WHAT TO PRODUCE
Can you retype each of the rows below word for word, with nothing added, dropped, or changed?
# Start of SUPPLIED RECORDS
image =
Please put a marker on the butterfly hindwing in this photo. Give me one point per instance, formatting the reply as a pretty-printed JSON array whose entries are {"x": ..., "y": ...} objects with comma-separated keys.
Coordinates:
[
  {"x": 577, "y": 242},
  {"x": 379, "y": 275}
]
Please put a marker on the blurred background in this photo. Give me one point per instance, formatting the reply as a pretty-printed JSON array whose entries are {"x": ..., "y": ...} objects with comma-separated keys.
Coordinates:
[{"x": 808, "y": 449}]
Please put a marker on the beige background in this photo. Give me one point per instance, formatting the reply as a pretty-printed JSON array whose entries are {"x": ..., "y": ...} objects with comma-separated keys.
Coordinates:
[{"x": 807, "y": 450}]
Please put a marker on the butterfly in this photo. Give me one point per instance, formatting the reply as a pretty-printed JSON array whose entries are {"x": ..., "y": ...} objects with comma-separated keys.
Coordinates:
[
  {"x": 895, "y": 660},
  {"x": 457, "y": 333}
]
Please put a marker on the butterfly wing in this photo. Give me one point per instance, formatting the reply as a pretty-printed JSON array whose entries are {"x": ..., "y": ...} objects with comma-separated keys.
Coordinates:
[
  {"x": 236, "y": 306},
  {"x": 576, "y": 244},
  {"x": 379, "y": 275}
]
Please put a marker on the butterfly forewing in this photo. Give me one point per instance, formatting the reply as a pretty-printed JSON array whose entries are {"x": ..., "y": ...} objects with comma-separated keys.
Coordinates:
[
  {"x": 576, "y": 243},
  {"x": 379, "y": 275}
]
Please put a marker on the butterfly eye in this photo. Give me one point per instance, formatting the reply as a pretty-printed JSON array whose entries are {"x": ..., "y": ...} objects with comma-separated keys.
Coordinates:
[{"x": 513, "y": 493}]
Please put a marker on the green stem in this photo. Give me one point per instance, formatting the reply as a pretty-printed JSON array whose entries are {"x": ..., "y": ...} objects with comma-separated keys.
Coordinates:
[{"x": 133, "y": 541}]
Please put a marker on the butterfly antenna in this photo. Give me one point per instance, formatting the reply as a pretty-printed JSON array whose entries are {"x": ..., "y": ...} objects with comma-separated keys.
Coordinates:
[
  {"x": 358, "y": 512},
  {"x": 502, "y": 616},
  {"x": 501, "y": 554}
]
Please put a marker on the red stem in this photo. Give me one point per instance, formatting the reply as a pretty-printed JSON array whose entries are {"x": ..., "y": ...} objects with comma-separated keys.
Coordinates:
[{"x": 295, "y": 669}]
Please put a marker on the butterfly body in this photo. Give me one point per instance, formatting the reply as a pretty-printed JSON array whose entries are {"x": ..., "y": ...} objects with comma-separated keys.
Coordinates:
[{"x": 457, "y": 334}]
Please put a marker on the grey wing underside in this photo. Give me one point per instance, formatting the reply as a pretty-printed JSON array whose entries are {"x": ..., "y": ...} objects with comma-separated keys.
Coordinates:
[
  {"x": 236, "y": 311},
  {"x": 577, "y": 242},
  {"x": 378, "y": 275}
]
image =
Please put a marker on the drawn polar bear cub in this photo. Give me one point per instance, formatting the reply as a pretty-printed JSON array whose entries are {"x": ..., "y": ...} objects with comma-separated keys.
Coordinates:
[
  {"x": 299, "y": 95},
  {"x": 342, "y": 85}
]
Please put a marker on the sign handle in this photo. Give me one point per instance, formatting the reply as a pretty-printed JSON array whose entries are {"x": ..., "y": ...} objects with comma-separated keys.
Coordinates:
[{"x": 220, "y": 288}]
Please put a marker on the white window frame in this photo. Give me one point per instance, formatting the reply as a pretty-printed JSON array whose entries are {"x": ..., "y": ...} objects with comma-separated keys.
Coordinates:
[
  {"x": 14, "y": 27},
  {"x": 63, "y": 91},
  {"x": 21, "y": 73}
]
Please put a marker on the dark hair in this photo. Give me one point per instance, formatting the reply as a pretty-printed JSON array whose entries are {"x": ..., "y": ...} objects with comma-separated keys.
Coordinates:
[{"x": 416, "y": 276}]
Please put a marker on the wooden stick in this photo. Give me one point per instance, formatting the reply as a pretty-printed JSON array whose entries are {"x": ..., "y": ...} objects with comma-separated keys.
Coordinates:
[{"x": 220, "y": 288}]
# End of SUPPLIED RECORDS
EXPECTED OUTPUT
image =
Please put a marker on the butterfly hindwing in this photo. Give me one point per instance, formatting the reply as a pretty-printed JSON array whose entries are {"x": ..., "y": ...} objects with comma-separated keys.
Coordinates:
[
  {"x": 577, "y": 242},
  {"x": 379, "y": 275}
]
Please put a marker on the blurred background in this photo. Give me one point per instance, formatting the reply as a pretty-printed JSON array whose entries are {"x": ..., "y": ...} objects with comma-separated keys.
Coordinates:
[{"x": 808, "y": 449}]
Please put a marker on the beige background in this photo. Give me one point per instance, formatting the reply as a pretty-printed JSON array whose entries are {"x": ..., "y": ...} objects with comma-separated keys.
Coordinates:
[{"x": 807, "y": 450}]
Please put a marker on the butterfly in this photo. Give me one point per instance, formatting the reply as a pretty-printed JSON array whose entries are {"x": ..., "y": ...} objects with comma-separated keys.
Coordinates:
[
  {"x": 895, "y": 660},
  {"x": 457, "y": 333}
]
Please put a marker on the butterfly wing in this photo. Give me one point per instance, formatting the reply as a pretty-printed JSON array whose entries are {"x": ..., "y": ...} objects with comma-separated keys.
Coordinates:
[
  {"x": 236, "y": 306},
  {"x": 576, "y": 244},
  {"x": 379, "y": 275}
]
Please put a marker on the butterfly forewing in this photo. Give me one point per instance, formatting the reply as a pretty-printed JSON array whose entries are {"x": ..., "y": ...} objects with comma-separated keys.
Coordinates:
[
  {"x": 576, "y": 243},
  {"x": 379, "y": 275}
]
Please put a marker on the butterfly eye in this photo. Give me one point per instance, formatting the reply as a pretty-printed JSON array whose entries are {"x": ..., "y": ...} objects with comma-separated keys.
Coordinates:
[{"x": 513, "y": 493}]
Please put a marker on the green stem in this photo. Give me one point per instance, formatting the reply as a pretty-printed JSON array whose entries are {"x": ..., "y": ...} objects with comma-separated keys.
Coordinates:
[{"x": 133, "y": 541}]
Please put a marker on the butterfly antenna in this photo. Give me one point per instance, formatting the reply as a pretty-printed JSON array whose entries are {"x": ..., "y": ...} objects with comma-separated keys.
Coordinates:
[
  {"x": 358, "y": 512},
  {"x": 502, "y": 616},
  {"x": 501, "y": 554}
]
Please put a marker on the red stem in this photo. Give me one point per instance, formatting the reply as a pretty-printed JSON array whose entries are {"x": ..., "y": ...} objects with comma-separated keys.
Coordinates:
[{"x": 295, "y": 669}]
Please put a marker on the butterfly body in this photo. Give me one point per instance, formatting the reply as a pretty-printed JSON array whose entries are {"x": ..., "y": ...} objects with comma-separated keys.
Coordinates:
[{"x": 457, "y": 334}]
Please put a marker on the grey wing underside in this photo. Give me one point per instance, formatting the reply as a pretty-printed JSON array whose entries are {"x": ..., "y": ...} objects with comma-separated keys.
Coordinates:
[
  {"x": 236, "y": 311},
  {"x": 577, "y": 242},
  {"x": 378, "y": 275}
]
image =
Please put a marker on the drawn polar bear cub in this photo. Give me one point per instance, formatting the reply as a pretty-printed JSON array whose entries are {"x": ..., "y": ...} objects with comma-separated keys.
Coordinates:
[
  {"x": 299, "y": 95},
  {"x": 342, "y": 85}
]
Please put a marker on the sign handle in this photo. Give me one point per instance, formatting the reply as a pretty-printed JSON array whose entries are {"x": ..., "y": ...} objects with comma-separated keys.
Coordinates:
[{"x": 220, "y": 288}]
Please put a marker on the white window frame in this photo. Give me one point per instance, formatting the reply as a pretty-printed JSON array whose entries are {"x": ..., "y": ...} objects with comma-separated keys.
Coordinates:
[
  {"x": 14, "y": 27},
  {"x": 63, "y": 91},
  {"x": 21, "y": 73}
]
Please put a marker on the dark hair in this photo. Give me one point per instance, formatting the reply as a pretty-printed JSON array whose entries are {"x": ..., "y": ...} objects with comma-separated keys.
Coordinates:
[{"x": 416, "y": 276}]
Please put a marker on the wooden stick in this photo. Give me one point per instance, formatting the reply as a pretty-printed JSON array whose entries are {"x": ..., "y": ...} objects with comma-separated keys.
Coordinates:
[{"x": 220, "y": 288}]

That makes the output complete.